The request:
Please output only the lines that run from the line containing "Please annotate the white stacked" through the end of the material below, exactly.

--- Stored records ---

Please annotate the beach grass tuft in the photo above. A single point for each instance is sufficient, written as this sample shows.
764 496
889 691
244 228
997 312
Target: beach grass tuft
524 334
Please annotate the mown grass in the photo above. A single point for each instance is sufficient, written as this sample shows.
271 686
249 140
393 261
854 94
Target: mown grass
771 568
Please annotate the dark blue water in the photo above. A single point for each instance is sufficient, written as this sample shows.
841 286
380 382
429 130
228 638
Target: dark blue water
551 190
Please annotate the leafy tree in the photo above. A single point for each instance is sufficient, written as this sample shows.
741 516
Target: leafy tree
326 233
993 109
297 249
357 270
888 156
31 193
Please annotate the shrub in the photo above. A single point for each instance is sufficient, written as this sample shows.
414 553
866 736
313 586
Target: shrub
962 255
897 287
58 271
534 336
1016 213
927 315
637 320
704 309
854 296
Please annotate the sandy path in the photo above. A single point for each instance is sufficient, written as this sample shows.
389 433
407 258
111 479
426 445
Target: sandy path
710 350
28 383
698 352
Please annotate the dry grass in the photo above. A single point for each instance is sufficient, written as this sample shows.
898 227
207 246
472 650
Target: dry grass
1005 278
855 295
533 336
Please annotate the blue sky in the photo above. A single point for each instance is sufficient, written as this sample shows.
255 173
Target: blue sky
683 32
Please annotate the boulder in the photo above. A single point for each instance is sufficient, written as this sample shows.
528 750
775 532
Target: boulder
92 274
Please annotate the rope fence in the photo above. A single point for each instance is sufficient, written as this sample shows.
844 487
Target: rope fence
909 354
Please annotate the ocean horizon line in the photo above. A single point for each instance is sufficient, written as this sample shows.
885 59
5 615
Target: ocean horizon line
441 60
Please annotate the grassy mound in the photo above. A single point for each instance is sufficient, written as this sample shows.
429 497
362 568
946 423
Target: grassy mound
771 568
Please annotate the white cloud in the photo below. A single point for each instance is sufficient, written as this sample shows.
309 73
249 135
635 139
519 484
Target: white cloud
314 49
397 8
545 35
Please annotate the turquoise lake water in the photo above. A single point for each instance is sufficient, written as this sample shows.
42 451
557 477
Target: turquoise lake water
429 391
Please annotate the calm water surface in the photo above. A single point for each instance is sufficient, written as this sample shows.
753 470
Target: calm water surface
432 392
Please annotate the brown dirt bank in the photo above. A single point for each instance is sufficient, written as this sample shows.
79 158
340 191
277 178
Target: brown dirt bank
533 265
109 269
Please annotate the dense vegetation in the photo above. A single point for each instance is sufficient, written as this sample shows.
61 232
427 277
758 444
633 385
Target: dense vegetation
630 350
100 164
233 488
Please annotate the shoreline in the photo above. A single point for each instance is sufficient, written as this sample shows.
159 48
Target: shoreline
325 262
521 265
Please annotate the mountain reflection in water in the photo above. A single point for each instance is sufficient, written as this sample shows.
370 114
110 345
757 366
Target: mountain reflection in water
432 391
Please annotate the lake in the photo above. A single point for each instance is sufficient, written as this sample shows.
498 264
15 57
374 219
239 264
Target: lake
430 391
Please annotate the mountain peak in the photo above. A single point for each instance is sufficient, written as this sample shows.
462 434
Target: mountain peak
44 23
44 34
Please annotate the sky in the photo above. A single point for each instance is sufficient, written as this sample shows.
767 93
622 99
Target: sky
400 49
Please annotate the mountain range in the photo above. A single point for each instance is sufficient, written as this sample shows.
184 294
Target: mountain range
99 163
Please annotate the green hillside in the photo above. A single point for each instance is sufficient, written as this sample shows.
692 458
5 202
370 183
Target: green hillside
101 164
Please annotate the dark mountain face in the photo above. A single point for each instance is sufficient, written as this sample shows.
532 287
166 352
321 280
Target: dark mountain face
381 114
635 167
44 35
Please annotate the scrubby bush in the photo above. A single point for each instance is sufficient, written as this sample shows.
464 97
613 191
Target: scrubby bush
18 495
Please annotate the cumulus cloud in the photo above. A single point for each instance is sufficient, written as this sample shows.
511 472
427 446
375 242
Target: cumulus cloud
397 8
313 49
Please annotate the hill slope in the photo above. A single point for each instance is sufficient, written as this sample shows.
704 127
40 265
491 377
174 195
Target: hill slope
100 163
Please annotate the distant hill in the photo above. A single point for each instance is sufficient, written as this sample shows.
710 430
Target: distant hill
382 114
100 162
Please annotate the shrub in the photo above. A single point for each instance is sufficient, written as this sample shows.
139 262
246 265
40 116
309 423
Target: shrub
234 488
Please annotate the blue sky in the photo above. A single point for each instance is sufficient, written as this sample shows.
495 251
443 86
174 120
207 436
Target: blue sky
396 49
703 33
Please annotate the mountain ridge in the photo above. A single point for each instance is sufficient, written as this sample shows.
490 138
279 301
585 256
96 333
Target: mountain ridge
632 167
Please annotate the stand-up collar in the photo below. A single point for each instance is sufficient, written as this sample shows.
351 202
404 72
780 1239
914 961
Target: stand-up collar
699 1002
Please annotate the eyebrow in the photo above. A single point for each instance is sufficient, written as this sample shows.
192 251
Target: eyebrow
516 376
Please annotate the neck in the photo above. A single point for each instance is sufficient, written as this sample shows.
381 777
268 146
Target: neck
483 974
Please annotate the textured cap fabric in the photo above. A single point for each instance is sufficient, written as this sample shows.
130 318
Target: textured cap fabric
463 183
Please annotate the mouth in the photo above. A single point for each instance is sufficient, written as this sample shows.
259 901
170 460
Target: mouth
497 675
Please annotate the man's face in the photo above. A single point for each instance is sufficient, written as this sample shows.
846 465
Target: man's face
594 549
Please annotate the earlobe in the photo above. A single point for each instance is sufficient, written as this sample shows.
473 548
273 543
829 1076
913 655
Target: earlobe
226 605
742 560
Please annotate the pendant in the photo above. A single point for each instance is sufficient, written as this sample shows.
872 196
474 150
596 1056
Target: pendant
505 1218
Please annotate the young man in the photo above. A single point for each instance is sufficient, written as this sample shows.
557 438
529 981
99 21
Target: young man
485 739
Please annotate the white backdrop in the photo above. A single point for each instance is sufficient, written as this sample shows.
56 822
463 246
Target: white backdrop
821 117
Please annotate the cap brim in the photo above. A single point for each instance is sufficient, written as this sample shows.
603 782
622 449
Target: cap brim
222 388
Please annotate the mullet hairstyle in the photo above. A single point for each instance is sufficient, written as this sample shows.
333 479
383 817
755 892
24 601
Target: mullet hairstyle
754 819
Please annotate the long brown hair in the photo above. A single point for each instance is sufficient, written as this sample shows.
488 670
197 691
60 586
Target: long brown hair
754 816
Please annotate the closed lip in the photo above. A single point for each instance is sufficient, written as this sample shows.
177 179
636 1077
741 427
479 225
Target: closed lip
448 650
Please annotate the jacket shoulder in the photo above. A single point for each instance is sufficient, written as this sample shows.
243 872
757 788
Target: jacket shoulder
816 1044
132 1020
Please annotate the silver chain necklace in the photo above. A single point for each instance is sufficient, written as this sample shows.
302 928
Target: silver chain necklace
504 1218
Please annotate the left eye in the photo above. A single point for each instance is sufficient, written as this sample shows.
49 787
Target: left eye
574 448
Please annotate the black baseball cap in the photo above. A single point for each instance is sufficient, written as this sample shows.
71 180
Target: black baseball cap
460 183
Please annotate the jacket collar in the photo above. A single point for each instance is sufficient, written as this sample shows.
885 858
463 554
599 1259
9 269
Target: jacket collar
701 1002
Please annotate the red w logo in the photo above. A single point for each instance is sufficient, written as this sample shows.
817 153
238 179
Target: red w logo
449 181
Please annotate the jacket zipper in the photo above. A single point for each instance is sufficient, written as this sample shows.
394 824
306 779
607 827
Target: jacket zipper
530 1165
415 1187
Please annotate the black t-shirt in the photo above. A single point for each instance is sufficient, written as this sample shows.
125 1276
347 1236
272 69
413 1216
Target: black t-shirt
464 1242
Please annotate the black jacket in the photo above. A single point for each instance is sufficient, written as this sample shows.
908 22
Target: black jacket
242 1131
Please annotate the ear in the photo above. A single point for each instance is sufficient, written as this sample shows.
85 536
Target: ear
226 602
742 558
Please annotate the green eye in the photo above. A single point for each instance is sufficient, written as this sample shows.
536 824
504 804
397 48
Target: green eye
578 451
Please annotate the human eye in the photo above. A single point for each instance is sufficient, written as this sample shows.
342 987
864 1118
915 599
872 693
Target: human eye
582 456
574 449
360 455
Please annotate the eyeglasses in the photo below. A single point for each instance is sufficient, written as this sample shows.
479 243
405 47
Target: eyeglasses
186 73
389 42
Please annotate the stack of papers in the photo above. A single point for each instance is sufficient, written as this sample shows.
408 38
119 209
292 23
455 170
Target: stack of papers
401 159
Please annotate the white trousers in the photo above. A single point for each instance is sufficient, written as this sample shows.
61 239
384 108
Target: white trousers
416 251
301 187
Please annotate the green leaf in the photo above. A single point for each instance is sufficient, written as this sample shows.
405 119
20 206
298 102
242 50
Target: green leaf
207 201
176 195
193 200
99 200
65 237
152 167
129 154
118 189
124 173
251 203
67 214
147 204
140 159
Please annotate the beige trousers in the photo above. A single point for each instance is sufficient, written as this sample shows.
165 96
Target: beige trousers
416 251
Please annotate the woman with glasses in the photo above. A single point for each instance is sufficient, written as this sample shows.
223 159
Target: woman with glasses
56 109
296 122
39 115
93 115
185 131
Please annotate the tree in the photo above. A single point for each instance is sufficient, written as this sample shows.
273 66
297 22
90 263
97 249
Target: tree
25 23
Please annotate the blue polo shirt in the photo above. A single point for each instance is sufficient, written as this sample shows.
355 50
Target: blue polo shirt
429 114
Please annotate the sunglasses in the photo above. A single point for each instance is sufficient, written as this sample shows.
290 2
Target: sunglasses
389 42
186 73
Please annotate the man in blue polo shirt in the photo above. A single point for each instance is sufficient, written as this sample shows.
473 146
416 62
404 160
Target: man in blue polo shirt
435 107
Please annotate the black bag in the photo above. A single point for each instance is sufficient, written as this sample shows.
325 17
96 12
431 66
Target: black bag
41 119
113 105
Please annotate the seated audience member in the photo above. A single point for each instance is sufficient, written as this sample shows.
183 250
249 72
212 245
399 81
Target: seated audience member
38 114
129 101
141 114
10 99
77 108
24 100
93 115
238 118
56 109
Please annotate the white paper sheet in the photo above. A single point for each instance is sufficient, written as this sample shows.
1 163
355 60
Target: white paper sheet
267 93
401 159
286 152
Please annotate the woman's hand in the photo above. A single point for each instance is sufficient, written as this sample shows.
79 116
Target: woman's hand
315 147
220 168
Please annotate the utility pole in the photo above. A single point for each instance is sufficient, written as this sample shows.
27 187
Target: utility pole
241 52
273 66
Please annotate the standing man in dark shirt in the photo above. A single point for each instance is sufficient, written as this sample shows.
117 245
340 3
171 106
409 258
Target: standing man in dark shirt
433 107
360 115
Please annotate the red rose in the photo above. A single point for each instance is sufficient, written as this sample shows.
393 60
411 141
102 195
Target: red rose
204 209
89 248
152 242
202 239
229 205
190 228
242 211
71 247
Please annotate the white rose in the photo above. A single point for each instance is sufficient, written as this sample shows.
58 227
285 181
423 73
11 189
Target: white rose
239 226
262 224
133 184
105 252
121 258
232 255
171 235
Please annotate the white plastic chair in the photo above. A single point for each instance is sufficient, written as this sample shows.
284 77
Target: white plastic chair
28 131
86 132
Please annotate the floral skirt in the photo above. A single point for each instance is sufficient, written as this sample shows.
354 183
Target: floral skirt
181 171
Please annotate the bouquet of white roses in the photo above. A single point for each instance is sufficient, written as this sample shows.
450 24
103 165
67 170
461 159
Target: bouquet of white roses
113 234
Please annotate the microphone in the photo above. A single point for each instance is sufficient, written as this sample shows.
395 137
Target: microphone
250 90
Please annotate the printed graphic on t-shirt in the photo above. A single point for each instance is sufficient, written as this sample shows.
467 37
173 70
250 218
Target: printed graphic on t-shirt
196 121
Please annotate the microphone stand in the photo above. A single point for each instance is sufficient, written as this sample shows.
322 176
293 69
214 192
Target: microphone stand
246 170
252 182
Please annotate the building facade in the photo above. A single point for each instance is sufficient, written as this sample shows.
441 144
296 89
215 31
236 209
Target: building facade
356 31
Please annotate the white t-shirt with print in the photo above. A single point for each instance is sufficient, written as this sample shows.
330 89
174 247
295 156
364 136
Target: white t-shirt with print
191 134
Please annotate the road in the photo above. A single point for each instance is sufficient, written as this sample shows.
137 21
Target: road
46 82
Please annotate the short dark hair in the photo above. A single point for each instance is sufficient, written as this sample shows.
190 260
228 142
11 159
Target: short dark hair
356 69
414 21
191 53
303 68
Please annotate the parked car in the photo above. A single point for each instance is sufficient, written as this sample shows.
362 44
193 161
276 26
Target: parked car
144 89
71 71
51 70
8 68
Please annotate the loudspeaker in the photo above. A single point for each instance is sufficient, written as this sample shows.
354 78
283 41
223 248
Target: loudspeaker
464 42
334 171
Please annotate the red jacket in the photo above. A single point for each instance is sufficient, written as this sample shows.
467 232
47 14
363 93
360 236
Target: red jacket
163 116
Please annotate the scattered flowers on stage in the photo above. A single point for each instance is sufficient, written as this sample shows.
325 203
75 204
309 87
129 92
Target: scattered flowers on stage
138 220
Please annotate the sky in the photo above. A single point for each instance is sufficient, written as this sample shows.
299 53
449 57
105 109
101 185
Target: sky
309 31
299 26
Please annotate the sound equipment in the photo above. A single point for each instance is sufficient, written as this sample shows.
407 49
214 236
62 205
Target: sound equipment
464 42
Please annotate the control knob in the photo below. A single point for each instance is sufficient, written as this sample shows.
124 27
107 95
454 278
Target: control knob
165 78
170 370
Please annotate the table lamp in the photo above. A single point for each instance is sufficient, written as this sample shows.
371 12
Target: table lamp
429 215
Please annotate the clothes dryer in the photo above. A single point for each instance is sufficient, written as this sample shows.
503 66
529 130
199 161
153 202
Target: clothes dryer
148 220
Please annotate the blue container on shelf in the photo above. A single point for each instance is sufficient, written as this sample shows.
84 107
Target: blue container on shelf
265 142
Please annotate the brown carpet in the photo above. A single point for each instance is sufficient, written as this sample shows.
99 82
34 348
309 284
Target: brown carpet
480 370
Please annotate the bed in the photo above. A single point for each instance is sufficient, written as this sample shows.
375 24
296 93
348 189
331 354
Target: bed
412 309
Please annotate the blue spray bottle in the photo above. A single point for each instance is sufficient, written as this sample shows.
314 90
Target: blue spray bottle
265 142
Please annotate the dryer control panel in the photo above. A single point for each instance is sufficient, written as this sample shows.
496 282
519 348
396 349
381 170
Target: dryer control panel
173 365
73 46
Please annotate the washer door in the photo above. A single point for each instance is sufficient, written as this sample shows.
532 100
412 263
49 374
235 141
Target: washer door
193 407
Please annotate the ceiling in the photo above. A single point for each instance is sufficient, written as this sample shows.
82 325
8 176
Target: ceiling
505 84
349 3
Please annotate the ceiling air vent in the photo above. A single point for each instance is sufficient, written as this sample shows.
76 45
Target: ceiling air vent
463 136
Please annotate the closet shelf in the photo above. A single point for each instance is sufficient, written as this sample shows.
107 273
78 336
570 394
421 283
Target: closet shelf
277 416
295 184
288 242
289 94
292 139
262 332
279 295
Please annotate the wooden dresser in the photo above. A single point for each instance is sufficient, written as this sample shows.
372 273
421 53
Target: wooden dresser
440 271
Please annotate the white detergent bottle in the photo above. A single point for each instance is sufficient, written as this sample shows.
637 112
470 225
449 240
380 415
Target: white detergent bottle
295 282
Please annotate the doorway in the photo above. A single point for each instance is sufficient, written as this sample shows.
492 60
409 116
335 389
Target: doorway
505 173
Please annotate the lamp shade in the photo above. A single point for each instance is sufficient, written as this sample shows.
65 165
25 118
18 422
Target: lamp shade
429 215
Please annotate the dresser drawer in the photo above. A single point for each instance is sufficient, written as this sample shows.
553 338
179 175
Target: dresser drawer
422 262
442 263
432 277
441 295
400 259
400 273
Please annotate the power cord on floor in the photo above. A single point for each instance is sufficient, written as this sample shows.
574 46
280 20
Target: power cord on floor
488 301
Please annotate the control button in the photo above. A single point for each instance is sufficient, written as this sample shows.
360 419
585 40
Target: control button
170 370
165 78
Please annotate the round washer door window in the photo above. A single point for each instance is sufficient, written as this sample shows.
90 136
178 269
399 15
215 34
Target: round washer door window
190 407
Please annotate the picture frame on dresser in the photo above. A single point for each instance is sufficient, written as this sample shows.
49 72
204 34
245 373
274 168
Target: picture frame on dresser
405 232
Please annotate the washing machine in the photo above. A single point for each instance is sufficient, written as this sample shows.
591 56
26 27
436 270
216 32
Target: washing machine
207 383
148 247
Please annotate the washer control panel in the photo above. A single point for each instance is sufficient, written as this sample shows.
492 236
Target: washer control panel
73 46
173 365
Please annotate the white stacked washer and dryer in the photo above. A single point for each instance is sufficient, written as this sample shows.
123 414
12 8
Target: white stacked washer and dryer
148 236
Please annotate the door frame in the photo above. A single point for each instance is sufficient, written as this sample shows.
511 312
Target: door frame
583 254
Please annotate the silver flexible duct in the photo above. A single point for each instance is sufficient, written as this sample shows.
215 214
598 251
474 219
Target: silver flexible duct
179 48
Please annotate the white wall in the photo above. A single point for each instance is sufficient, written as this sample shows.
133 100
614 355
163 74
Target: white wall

---

Solved problem:
Please annotate the white stacked washer and dryer in the photo above. A single point for each instance is sufficient, written as this sample shows.
123 414
12 8
Target: white stacked washer and dryer
148 236
Please annotate the door frame in the photo above. A single point for each instance is sufficient, written as this sample shows.
511 312
Target: door frame
583 254
Please annotate the silver flexible duct in the photo above. A single point for each instance is sufficient, written as this sample shows.
215 214
598 251
474 219
Target: silver flexible duct
179 48
Please annotate the white wall in the photo above. A single point for each instance is sufficient, written as this sample shows.
133 100
614 355
163 74
Target: white wall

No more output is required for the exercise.